Estratto della fonte »

La professione prosegue alla “Stampa”, della quale Bettiza sarà corrispondente prima da Vienna e poi da Mosca. Se già la biografia ne decretava un destino da italiano del mondo, l’esperienza all’estero ne fortifica la vocazione naturale e ne affina l’analisi. Quando scrive, lui sa di che parla. E non lo fa con la pedanteria del saggista, ma con la leggerezza del romanziere.
Nel 1964 il giornalista e già scrittore diventa inviato speciale del “Corriere della Sera”. Negli ultimi e lunghi anni torna all’origine, editoralista de “La Stampa”.
Ma bisogna fermarsi al 1974 per cogliere la svolta che lo incorona come un anticonformista nell’”Italia che belava a sinistra”, come diceva Indro Montanelli di quel tempo e di quel Corriere della Sera, abbandonato “dall’argenteria di famiglia”: così fu battezzato il gruppo di quanti avrebbero fondato “Il Giornale” (all’epoca ancora “nuovo”). “Con me si schierarono quasi al completo le firme più autorevoli del giornale, e Bettiza in testa”, ricorderà Montanelli. Non potevano essere più diversi, quei due grandi, e quindi si completavano a dispetto l’uno dell’altro. Nel suo ultimo libro “Soltanto un giornalista” curato da Tiziana Abate, Indro pennella le differenze di carattere, e non solo, col suo condirettore: “Geneticamente, Bettiza è un italiano anomalo: nato a Spalato, è il classico e forse più completo intellettuale mitteleuropeo, nutrito e intriso di cultura tedesca e slava, da cui ha tratto una seduttiva vena di follia. Io sono un italiano che più italiano non si può: il mio sangue lo è, senza contaminazioni, da oltre ottocento anni”.

Cosa si chiede » Per favore, stampa senza modifiche la parte del brano su Bettiza che si apre con le parole contenenti "La professione prosegue" e si chiude con "leggerezza del romanziere.".

Dati estratti »
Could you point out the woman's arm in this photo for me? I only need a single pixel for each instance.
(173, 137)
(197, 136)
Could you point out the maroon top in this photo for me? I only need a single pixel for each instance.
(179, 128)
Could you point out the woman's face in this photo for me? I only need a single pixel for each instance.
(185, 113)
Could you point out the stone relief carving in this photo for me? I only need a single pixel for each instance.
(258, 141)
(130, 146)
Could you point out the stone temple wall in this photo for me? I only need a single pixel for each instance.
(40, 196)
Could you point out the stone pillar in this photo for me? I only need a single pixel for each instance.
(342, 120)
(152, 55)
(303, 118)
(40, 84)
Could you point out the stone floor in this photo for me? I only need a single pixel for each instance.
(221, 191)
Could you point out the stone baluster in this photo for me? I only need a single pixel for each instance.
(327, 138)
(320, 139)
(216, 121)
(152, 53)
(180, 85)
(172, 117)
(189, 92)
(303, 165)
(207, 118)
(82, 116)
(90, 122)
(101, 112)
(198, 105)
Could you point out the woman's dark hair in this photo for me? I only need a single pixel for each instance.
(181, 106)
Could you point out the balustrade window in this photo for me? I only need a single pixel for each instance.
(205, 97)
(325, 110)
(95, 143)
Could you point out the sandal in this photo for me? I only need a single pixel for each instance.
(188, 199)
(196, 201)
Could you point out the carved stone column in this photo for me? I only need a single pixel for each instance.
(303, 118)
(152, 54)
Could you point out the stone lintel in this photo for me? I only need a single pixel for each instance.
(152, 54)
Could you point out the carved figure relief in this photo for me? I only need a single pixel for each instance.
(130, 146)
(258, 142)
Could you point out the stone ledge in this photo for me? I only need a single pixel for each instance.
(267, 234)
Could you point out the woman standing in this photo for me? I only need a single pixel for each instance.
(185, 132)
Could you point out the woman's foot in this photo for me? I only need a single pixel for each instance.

Risposta finale »
La professione prosegue alla “Stampa”, della quale Bettiza sarà corrispondente prima da Vienna e poi da Mosca. Se già la biografia ne decretava un destino da italiano del mondo, l’esperienza all’estero ne fortifica la vocazione naturale e ne affina l’analisi. Quando scrive, lui sa di che parla. E non lo fa con la pedanteria del saggista, ma con la leggerezza del romanziere.